### [WHAT YOU NEED TO DO]
1. Can you copy everything in the Western Sydney diabetes passage from "Western Sydney has" down to "type 2 diabetes."?
2. Do these statements agree with the Western Sydney diabetes passage? Answer yes or no for each and quote the deciding words.
(a) The Diabetes Case Conferencing program was first designed to run face to face.
(b) The DCC team holds 60-minute consultations with GPs and their patients.
(c) Matthew has lived with type 2 diabetes for more than ten years.
3. Which organisations does the Western Sydney diabetes passage name as co-leading Western Sydney Diabetes?

### [PASSAGE PROVIDED]
☆ ☆ ☆

Western Sydney has been labelled a diabetes ‘hotspot’, with over half of the population at risk of developing diabetes.
Western Sydney Diabetes (WSD) is an initiative co-led by four partner organisations; Western Sydney Local Health District (WSLHD), Western Sydney Primary Health Network (WSPHN), PwC, and Diabetes NSW & ACT. The Diabetes Case Conferencing (DCC) program is a WSD resource for GPs to help build primary care capacity to manage patients with type 2 diabetes.

COVID-19 has changed the world as we know it, yet the ability of programs to adapt to new virtual ways of working has meant that the Westmead Diabetes Case Conferencing (DCC) program is supporting more patients than ever before. The program was initially designed as a face-to-face program but switched to a telephone and video service early in the pandemic and now offers patients ongoing diabetes management from the comfort of their own home or GP practice. The DCC team conducts 30-minute consultations with GPs and their patients about medication options and formulate a care plan. This service is available in 39 suburbs within the Seven Hills, Blacktown and Toongabbie areas.

Matthew* is a 54-year-old man who has been living with type 2 diabetes for over ten years. Haemoglobin A1C (HbA1c) is a measure of how well controlled your blood sugar has been over three months and provides a good understanding of how high, low, or normal blood glucose levels are. The ideal HbA1c level for someone with diabetes is below 6.5%, yet before taking part in the Westmead DCC program, Matthew’s HbA1c levels were at 13%. He was also not checking his blood sugar levels (BSLs). He had poor adherence to his diabetes medications and felt very discouraged about managing his diabetes as he felt as if his efforts had not achieved the results he expected.

☆ ☆ ☆

### [EXTRACTED RECORDS]

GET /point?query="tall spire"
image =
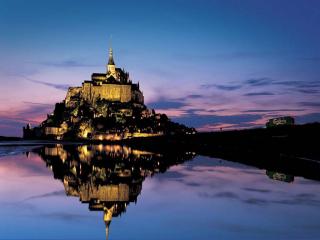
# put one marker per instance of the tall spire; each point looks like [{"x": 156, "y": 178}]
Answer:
[{"x": 111, "y": 61}]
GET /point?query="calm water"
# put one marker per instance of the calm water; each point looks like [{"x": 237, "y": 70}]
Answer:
[{"x": 74, "y": 192}]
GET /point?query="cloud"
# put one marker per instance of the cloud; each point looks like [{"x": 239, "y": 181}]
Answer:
[
  {"x": 46, "y": 195},
  {"x": 258, "y": 94},
  {"x": 310, "y": 104},
  {"x": 273, "y": 110},
  {"x": 259, "y": 81},
  {"x": 164, "y": 104},
  {"x": 222, "y": 87},
  {"x": 201, "y": 120},
  {"x": 63, "y": 87},
  {"x": 12, "y": 122},
  {"x": 308, "y": 91},
  {"x": 67, "y": 64}
]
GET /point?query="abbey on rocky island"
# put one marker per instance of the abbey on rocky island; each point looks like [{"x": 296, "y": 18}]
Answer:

☆ ☆ ☆

### [ANSWERS BELOW]
1.
Western Sydney has been labelled a diabetes ‘hotspot’, with over half of the population at risk of developing diabetes.
Western Sydney Diabetes (WSD) is an initiative co-led by four partner organisations; Western Sydney Local Health District (WSLHD), Western Sydney Primary Health Network (WSPHN), PwC, and Diabetes NSW & ACT. The Diabetes Case Conferencing (DCC) program is a WSD resource for GPs to help build primary care capacity to manage patients with type 2 diabetes.

2.
(a) Yes: "The program was initially designed as a face-to-face program"
(b) No: "The DCC team conducts 30-minute consultations with GPs and their patients"
(c) Yes: "has been living with type 2 diabetes for over ten years"

3.
- Western Sydney Local Health District (WSLHD)
- Western Sydney Primary Health Network (WSPHN)
- PwC
- Diabetes NSW & ACT